About this task
In this exercise, every entry below is to be reproduced word for word.

Data for analysis
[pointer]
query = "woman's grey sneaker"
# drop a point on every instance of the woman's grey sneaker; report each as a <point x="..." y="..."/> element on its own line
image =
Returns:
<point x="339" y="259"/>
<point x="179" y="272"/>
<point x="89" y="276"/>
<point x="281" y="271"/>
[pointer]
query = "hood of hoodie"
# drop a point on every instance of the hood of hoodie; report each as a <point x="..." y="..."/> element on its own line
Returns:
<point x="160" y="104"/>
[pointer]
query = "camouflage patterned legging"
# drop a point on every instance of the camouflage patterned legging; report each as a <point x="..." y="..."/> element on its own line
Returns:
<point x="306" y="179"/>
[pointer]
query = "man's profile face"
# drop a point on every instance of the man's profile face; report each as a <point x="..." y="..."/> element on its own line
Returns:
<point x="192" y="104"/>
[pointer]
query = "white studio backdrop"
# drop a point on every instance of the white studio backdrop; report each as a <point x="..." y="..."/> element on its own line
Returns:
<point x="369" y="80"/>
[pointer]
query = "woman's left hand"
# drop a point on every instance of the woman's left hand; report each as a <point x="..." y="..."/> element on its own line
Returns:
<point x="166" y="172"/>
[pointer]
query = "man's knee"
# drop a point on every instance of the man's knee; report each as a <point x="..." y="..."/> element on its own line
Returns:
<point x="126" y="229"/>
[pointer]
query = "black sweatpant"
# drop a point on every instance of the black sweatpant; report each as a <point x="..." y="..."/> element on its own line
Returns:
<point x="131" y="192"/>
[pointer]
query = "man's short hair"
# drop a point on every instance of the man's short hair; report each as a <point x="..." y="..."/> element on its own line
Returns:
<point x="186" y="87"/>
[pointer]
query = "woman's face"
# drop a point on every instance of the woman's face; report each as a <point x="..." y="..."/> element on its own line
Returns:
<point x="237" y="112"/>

Written answer
[pointer]
query = "woman's grey sneaker"
# drop a point on every instance of the woman's grey sneaker; report each as a <point x="..." y="..."/> element on its own line
image =
Returns:
<point x="339" y="259"/>
<point x="179" y="272"/>
<point x="89" y="276"/>
<point x="281" y="271"/>
[pointer]
query = "hood of hoodie"
# drop a point on every instance of the hood of hoodie; report each as a <point x="..." y="..."/> element on its own line
Returns:
<point x="160" y="104"/>
[pointer]
query = "camouflage patterned legging"
# drop a point on every instance of the camouflage patterned legging; report each as a <point x="..." y="..."/> element on its own line
Returns:
<point x="306" y="179"/>
[pointer]
query = "man's profile face"
# drop a point on every instance of the man's profile face; report each as a <point x="..." y="..."/> element on its own line
Returns:
<point x="192" y="104"/>
[pointer]
query = "white studio backdrop"
# drop a point on every instance of the white studio backdrop; report each as a <point x="..." y="..."/> element on its own line
Returns:
<point x="369" y="80"/>
[pointer]
query = "woman's left hand"
# drop a point on every instance of the woman's left hand; report each as a <point x="..." y="..."/> element on its own line
Returns:
<point x="166" y="172"/>
[pointer]
query = "man's knee"
# drop a point on every instance of the man's knee; report each as a <point x="..." y="..."/> element on its own line
Returns:
<point x="126" y="229"/>
[pointer]
query = "black sweatpant"
# drop a point on every instance of the black sweatpant; report each as a <point x="..." y="..."/> element on its own line
Returns:
<point x="131" y="192"/>
[pointer]
query = "man's short hair"
# drop a point on every instance of the man's short hair; report each as a <point x="..." y="..."/> element on its own line
Returns:
<point x="186" y="87"/>
[pointer]
query = "woman's face"
# drop a point on every instance of the woman's face; report each as a <point x="..." y="..."/> element on its own line
Returns:
<point x="237" y="112"/>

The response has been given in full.